(Stored items from a collection)
== Segment start ==

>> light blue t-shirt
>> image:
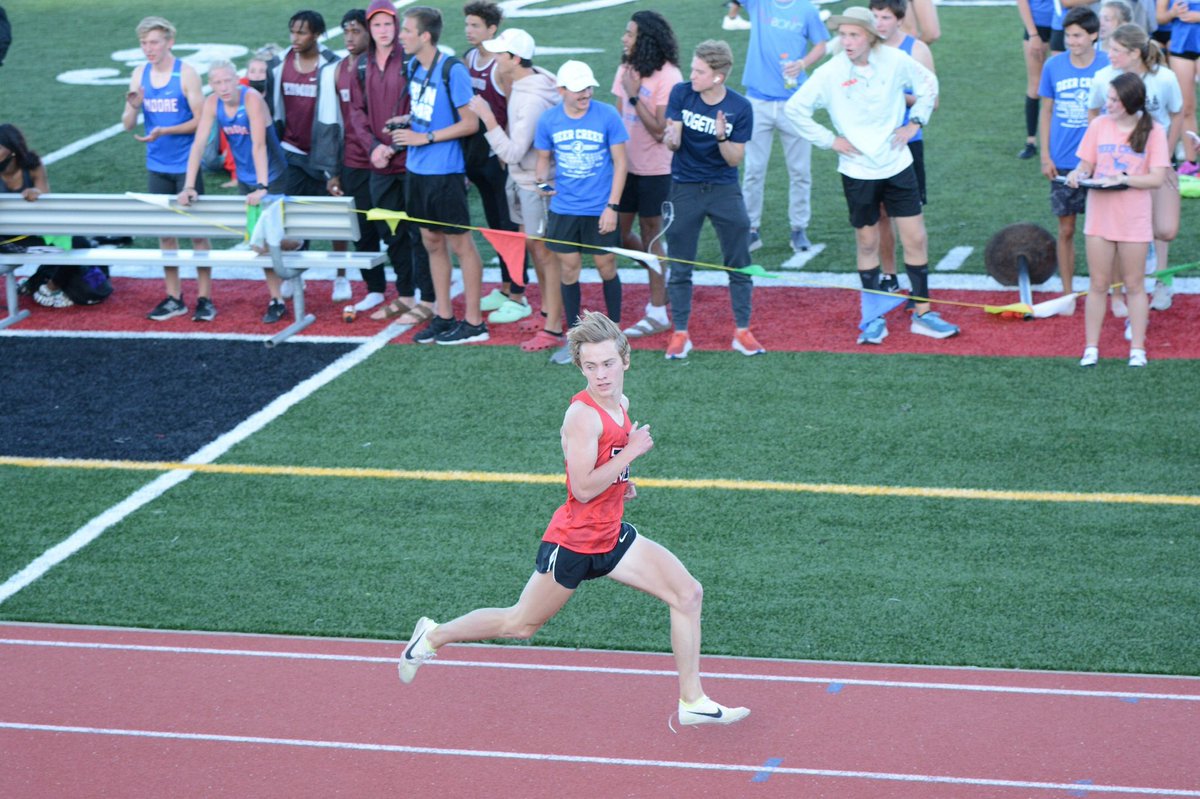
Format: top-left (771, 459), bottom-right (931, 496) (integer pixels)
top-left (740, 0), bottom-right (829, 102)
top-left (1039, 50), bottom-right (1109, 170)
top-left (406, 55), bottom-right (476, 176)
top-left (534, 101), bottom-right (628, 216)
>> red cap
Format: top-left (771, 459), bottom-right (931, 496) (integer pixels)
top-left (367, 0), bottom-right (397, 19)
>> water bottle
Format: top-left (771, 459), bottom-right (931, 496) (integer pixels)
top-left (781, 53), bottom-right (797, 91)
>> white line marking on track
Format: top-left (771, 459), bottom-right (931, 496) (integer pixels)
top-left (2, 722), bottom-right (1197, 796)
top-left (935, 245), bottom-right (974, 271)
top-left (779, 243), bottom-right (826, 269)
top-left (0, 329), bottom-right (373, 344)
top-left (0, 321), bottom-right (407, 605)
top-left (3, 638), bottom-right (1197, 702)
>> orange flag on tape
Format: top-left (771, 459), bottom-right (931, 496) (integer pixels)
top-left (480, 228), bottom-right (528, 287)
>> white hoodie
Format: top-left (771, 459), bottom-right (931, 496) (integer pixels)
top-left (483, 66), bottom-right (561, 189)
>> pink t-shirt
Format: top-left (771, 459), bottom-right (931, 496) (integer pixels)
top-left (611, 62), bottom-right (683, 176)
top-left (1077, 115), bottom-right (1170, 242)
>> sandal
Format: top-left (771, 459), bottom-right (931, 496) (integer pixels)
top-left (521, 329), bottom-right (564, 352)
top-left (395, 304), bottom-right (435, 325)
top-left (369, 298), bottom-right (412, 321)
top-left (518, 312), bottom-right (546, 333)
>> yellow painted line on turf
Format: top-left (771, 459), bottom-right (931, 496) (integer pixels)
top-left (3, 455), bottom-right (1199, 507)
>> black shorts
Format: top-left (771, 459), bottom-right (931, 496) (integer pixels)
top-left (535, 522), bottom-right (638, 590)
top-left (1170, 49), bottom-right (1200, 60)
top-left (1023, 25), bottom-right (1052, 42)
top-left (618, 173), bottom-right (672, 218)
top-left (1049, 28), bottom-right (1065, 52)
top-left (406, 171), bottom-right (471, 232)
top-left (842, 165), bottom-right (923, 228)
top-left (148, 170), bottom-right (202, 195)
top-left (545, 210), bottom-right (621, 254)
top-left (1049, 167), bottom-right (1087, 217)
top-left (1153, 28), bottom-right (1172, 46)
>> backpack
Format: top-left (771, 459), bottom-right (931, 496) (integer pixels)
top-left (407, 54), bottom-right (491, 173)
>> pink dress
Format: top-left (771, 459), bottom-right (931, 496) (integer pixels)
top-left (1076, 115), bottom-right (1169, 243)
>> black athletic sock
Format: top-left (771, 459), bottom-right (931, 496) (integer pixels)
top-left (1025, 96), bottom-right (1039, 140)
top-left (905, 263), bottom-right (930, 303)
top-left (562, 282), bottom-right (582, 329)
top-left (602, 274), bottom-right (622, 324)
top-left (858, 266), bottom-right (882, 291)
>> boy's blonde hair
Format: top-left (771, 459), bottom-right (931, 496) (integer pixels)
top-left (567, 311), bottom-right (630, 368)
top-left (136, 16), bottom-right (176, 40)
top-left (693, 39), bottom-right (734, 78)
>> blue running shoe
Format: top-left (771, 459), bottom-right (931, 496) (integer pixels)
top-left (857, 316), bottom-right (887, 345)
top-left (910, 311), bottom-right (959, 339)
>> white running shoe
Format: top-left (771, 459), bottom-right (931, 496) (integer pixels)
top-left (398, 617), bottom-right (439, 684)
top-left (332, 275), bottom-right (352, 302)
top-left (1080, 346), bottom-right (1099, 367)
top-left (1150, 282), bottom-right (1173, 311)
top-left (678, 696), bottom-right (751, 726)
top-left (354, 291), bottom-right (385, 313)
top-left (1129, 348), bottom-right (1147, 368)
top-left (280, 275), bottom-right (303, 299)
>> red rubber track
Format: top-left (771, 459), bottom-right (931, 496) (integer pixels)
top-left (14, 278), bottom-right (1200, 359)
top-left (2, 622), bottom-right (1198, 798)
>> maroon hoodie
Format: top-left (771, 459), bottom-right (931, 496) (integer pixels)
top-left (349, 43), bottom-right (411, 175)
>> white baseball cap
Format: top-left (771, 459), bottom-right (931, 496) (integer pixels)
top-left (556, 60), bottom-right (599, 92)
top-left (482, 28), bottom-right (535, 61)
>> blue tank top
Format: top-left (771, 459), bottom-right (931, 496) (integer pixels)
top-left (141, 59), bottom-right (195, 173)
top-left (899, 36), bottom-right (923, 144)
top-left (1170, 3), bottom-right (1200, 55)
top-left (217, 87), bottom-right (286, 186)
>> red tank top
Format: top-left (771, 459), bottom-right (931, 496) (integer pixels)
top-left (542, 390), bottom-right (631, 554)
top-left (467, 49), bottom-right (508, 131)
top-left (281, 51), bottom-right (319, 153)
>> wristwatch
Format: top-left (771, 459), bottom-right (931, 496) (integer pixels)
top-left (716, 133), bottom-right (730, 143)
top-left (426, 131), bottom-right (436, 144)
top-left (628, 96), bottom-right (639, 107)
top-left (254, 183), bottom-right (269, 191)
top-left (910, 117), bottom-right (925, 128)
top-left (606, 203), bottom-right (620, 212)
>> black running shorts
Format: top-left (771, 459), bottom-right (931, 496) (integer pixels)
top-left (535, 522), bottom-right (638, 589)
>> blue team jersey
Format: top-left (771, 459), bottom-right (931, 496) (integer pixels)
top-left (899, 36), bottom-right (923, 144)
top-left (739, 0), bottom-right (829, 101)
top-left (534, 101), bottom-right (628, 216)
top-left (217, 87), bottom-right (287, 185)
top-left (1039, 50), bottom-right (1109, 169)
top-left (141, 59), bottom-right (195, 174)
top-left (406, 55), bottom-right (476, 176)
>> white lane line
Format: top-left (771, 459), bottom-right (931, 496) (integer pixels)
top-left (1, 722), bottom-right (1196, 796)
top-left (0, 321), bottom-right (406, 605)
top-left (779, 243), bottom-right (826, 269)
top-left (3, 638), bottom-right (1197, 702)
top-left (0, 329), bottom-right (373, 343)
top-left (935, 245), bottom-right (974, 271)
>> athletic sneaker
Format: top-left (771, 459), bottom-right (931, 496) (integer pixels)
top-left (280, 275), bottom-right (303, 299)
top-left (192, 296), bottom-right (217, 322)
top-left (487, 298), bottom-right (532, 325)
top-left (732, 328), bottom-right (765, 356)
top-left (331, 275), bottom-right (352, 303)
top-left (1129, 348), bottom-right (1147, 368)
top-left (857, 316), bottom-right (887, 345)
top-left (148, 295), bottom-right (187, 321)
top-left (436, 319), bottom-right (490, 345)
top-left (879, 274), bottom-right (900, 293)
top-left (34, 284), bottom-right (74, 308)
top-left (1080, 346), bottom-right (1099, 367)
top-left (721, 14), bottom-right (751, 30)
top-left (354, 291), bottom-right (386, 313)
top-left (480, 288), bottom-right (508, 312)
top-left (910, 311), bottom-right (959, 339)
top-left (1150, 282), bottom-right (1173, 311)
top-left (398, 616), bottom-right (439, 684)
top-left (747, 229), bottom-right (762, 253)
top-left (262, 298), bottom-right (287, 324)
top-left (414, 314), bottom-right (457, 344)
top-left (549, 343), bottom-right (574, 365)
top-left (790, 228), bottom-right (811, 252)
top-left (1017, 142), bottom-right (1037, 160)
top-left (1177, 161), bottom-right (1199, 176)
top-left (678, 696), bottom-right (751, 726)
top-left (665, 331), bottom-right (692, 360)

== Segment end ==

## The task
Please give the number of lines in the data above that contain the word "track", with nothing else.

## Written answer
2